**Verilen Metin**
********************

Terk edilmiş anne ve baba sorunu
"Ruhumda olan biteni yazmak çok zor. Ayaklarım bu kumlara basarken gökyüzüne bakıyorum ve evrende özgürce gezen binlerce yıldız görüyorum."
Paulo COELHO/HT PAZAR
TERK EDİLMİŞ BABA
Anthony de Mello, örnek bir hayat yaşamış olan Haham Abraham ile ilgili bir hikâye anlatır. Haham Abraham öldüğünde doğruca cennete gider ve melekler onu övgü dolu şarkılarla karşılar. Buna rağmen Abraham başını öne eğmiş durmaktadır. Mesafeli ve kederlidir, tesellilere bile yanıt vermez. Sonunda Tanrı’nın huzuruna çıkarılır ve sonsuz derecede şefkat dolu bir ses duyar: “Benim sevgili oğlum, göğsünde nasıl bir acı taşıyorsun, söyle?” “Bana gösterilen bu hürmeti hak etmiyorum” diye cevap verir Haham; “İnsanlara örnek olmuş biri olarak tanınsam da, bir konuda büyük bir hata yapmış olmalıyım. Tüm öğretilerimi özenle aktardığım tek oğlum, Museviliği bırakıp Hıristiyan oldu!” “Bunu dert etme” der Tanrı’nın sesi; “Benim de tek oğlum var ve o da aynısını yaptı!”
TERK EDİLMİŞ ANNE
Roberto Shinyashiki, oğlunu geleneklere sıkı sıkıya bağlı bir şekilde yetiştirmeye çalışan Musevi bir annenin hikâyesini anlatır. Ancak oğlunun güçlü ve inatçı bir karakteri vardır ve annesinin istediği gibi değil kalbinden geçen şekilde yaşamayı seçer. Anne öldüğünde, tıpkı önceki hikâyedeki Haham Abraham gibi, Tanrı’ya bağlı örnek bir yaşam sürdüğünden doğrudan cennete gider. Oraya vardığında diğer annelere oğluyla ilgili üzüntüsünü anlatır ve hiçbir annenin evladının seçtiği yoldan memnun olmadığını görür. Günlerce konuşup ailelerini kontrol edecek kadar güçlü olamadıkları konusunda dertleştikten sonra, anneler Meryem Ana’nın yanlarından geçtiğini görürler. “İşte bu anne oğlunu muhteşem bir şekilde yetiştirmeyi başardı!” der annelerden biri. Hemen tüm anneler Meryem Ana’nın yanına gider ve İsa’nın kariyerini övmeye başlarlar: “Çok akıllı bir adamdı. Kaderin onun için yazdığı her şeyi başarıyla gerçekleştirdi, dürüstlük yolundan bir an bile sapmadan yürüdü ve bugün hâlâ ailesi için büyük bir gurur kaynağı!” “Hepiniz söylediklerinizde haklısınız” diye cevap verir Meryem Ana; “Ama doğrusunu söylemek gerekirse, ben onun doktor olmasını istiyordum...”

********************

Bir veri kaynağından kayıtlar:
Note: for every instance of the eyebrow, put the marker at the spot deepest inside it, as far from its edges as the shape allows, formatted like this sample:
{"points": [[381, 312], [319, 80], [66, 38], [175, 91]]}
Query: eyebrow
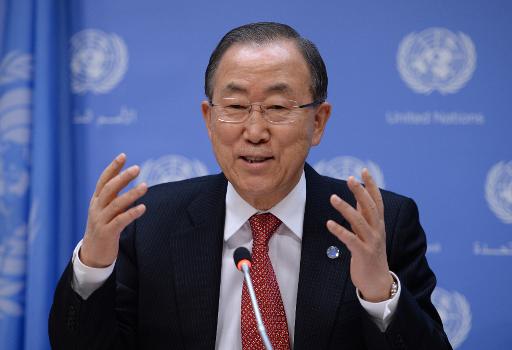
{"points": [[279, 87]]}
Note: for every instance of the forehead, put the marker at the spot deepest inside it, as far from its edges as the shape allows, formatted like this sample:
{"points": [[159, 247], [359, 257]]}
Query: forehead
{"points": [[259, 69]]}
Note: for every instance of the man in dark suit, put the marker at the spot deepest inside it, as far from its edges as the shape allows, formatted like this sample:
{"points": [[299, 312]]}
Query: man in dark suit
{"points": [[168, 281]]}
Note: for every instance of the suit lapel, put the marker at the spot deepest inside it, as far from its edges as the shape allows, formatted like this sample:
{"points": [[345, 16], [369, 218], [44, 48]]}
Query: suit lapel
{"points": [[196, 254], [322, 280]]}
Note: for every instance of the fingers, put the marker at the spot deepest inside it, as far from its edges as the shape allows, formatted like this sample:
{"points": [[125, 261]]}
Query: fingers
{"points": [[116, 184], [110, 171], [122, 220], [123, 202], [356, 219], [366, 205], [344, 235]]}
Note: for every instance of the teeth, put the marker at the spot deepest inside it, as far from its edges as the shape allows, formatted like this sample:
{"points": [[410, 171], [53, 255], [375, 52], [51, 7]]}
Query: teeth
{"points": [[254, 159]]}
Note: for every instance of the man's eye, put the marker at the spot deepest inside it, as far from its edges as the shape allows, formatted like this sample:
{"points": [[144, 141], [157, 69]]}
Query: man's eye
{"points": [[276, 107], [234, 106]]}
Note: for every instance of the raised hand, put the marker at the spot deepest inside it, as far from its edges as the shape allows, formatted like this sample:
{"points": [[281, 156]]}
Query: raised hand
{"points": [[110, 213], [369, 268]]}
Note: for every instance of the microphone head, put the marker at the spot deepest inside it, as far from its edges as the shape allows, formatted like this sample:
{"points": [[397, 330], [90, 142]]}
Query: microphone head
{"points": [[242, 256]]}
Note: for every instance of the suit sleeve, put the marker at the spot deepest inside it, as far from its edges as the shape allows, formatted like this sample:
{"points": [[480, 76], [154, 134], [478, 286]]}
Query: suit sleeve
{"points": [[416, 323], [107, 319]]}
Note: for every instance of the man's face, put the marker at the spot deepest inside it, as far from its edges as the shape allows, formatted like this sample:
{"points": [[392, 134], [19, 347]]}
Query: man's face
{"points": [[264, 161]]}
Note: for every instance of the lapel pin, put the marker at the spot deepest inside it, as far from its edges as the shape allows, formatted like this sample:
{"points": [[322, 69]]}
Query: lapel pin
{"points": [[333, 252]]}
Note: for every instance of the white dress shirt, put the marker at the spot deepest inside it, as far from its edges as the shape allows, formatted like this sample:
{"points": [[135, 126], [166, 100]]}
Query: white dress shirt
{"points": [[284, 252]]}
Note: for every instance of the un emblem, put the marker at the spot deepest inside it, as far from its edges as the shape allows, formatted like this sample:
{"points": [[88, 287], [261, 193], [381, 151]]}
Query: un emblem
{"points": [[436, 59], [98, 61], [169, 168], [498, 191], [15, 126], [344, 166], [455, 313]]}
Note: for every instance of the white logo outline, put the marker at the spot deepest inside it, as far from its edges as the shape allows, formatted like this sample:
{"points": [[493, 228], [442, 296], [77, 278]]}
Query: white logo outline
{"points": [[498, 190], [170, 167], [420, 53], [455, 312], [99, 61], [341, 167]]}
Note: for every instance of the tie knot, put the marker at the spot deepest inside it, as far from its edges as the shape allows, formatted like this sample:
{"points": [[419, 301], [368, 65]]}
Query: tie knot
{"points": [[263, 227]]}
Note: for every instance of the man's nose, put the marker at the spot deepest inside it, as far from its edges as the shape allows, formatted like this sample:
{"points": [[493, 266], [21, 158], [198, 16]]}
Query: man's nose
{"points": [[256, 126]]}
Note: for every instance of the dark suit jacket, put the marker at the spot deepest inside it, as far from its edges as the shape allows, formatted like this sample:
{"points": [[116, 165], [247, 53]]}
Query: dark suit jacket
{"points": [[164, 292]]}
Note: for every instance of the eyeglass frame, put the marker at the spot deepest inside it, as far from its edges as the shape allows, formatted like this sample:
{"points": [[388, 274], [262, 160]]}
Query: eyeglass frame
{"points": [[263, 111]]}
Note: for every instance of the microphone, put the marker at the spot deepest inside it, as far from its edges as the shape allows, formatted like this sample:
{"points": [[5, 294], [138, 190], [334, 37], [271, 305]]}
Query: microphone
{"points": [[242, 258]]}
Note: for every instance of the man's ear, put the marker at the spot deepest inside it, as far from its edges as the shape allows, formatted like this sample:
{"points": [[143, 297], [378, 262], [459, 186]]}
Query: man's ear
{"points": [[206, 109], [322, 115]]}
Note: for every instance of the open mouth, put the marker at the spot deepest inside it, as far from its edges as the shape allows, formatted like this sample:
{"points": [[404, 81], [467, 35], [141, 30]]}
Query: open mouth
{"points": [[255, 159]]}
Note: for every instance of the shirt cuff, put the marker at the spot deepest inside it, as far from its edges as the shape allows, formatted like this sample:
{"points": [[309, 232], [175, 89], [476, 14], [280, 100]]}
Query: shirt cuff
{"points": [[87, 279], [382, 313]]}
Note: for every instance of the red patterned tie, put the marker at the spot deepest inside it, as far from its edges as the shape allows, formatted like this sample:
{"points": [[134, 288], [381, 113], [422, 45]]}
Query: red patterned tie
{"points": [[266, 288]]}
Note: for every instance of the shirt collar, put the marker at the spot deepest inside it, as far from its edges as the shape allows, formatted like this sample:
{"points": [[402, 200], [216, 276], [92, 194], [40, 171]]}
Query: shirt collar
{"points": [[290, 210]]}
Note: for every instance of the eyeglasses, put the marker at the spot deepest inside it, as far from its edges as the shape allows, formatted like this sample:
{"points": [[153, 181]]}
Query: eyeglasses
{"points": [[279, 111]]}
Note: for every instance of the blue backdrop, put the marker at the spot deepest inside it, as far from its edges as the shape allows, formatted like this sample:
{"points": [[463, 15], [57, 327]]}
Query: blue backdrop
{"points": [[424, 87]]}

********************

**Alıştırma Yönergesi**
Lütfen terk edilmiş anne ve baba üzerine olan metne göre şu soruları kısaca yanıtlayın:
1. Haham Abraham'ın hikâyesini kim anlatır?
2. Haham Abraham'ın tek oğlu hangi dini bırakıp hangi dine geçmiştir?
3. Meryem Ana oğlunun ne olmasını istiyordu?

**Çıktı**
1. Anthony de Mello.
2. Museviliği bırakıp Hıristiyan olmuştur.
3. Doktor olmasını istiyordu.